#### What to do:
Render the lines below as a numbered list, leaving out any blank ones.

#### Entries provided:
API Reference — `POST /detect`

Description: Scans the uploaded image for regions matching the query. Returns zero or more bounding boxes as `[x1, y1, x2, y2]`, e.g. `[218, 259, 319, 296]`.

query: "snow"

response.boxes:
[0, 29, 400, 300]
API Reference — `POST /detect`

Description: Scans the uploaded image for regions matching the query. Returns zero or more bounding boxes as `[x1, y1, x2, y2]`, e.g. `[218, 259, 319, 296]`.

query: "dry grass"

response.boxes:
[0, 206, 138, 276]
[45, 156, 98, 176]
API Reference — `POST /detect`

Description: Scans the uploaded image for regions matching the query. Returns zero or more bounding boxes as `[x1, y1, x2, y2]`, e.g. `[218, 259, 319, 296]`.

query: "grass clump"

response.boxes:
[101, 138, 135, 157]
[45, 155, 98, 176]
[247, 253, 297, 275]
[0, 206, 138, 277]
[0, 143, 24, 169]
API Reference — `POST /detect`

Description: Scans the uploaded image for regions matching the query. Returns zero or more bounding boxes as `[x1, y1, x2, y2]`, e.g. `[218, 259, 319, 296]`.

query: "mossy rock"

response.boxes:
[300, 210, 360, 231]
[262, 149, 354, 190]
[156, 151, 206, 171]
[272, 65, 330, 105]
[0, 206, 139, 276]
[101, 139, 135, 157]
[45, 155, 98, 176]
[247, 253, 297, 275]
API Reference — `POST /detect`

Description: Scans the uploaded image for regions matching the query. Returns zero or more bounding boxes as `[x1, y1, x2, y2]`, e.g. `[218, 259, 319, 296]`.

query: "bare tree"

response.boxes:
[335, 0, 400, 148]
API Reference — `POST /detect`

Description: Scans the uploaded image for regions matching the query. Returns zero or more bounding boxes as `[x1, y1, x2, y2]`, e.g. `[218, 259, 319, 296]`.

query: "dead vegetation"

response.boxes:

#### Answer for this exercise:
1. API Reference — `POST /detect`
2. Description: Scans the uploaded image for regions matching the query. Returns zero or more bounding boxes as `[x1, y1, x2, y2]`, e.g. `[218, 259, 319, 296]`.
3. query: "snow"
4. response.boxes:
5. [0, 29, 400, 300]
6. API Reference — `POST /detect`
7. Description: Scans the uploaded image for regions matching the query. Returns zero or more bounding boxes as `[x1, y1, x2, y2]`, e.g. `[218, 259, 319, 296]`.
8. query: "dry grass"
9. response.boxes:
10. [0, 206, 138, 276]
11. [45, 156, 98, 176]
12. API Reference — `POST /detect`
13. Description: Scans the uploaded image for regions matching the query. Returns zero or more bounding boxes as `[x1, y1, x2, y2]`, e.g. `[218, 259, 319, 296]`.
14. query: "grass clump"
15. response.boxes:
16. [101, 138, 135, 157]
17. [45, 155, 98, 176]
18. [247, 253, 297, 275]
19. [0, 206, 138, 277]
20. [0, 143, 24, 169]
21. API Reference — `POST /detect`
22. Description: Scans the uploaded image for regions matching the query. Returns zero or more bounding boxes as `[x1, y1, x2, y2]`, e.g. `[218, 259, 319, 296]`.
23. query: "mossy rock"
24. response.boxes:
25. [300, 210, 360, 231]
26. [262, 149, 354, 190]
27. [156, 151, 206, 171]
28. [272, 65, 330, 105]
29. [0, 206, 139, 276]
30. [101, 139, 135, 157]
31. [45, 155, 98, 176]
32. [247, 253, 297, 275]
33. API Reference — `POST /detect`
34. Description: Scans the uploaded image for regions matching the query. Returns zero or more bounding boxes as `[x1, y1, x2, y2]`, e.g. `[218, 259, 319, 296]`.
35. query: "bare tree"
36. response.boxes:
37. [335, 0, 400, 148]
38. API Reference — `POST /detect`
39. Description: Scans the uploaded image for regions matching the query. Returns zero or more bounding boxes as `[x1, y1, x2, y2]`, e.g. `[218, 259, 319, 296]`.
40. query: "dead vegetation"
41. response.boxes:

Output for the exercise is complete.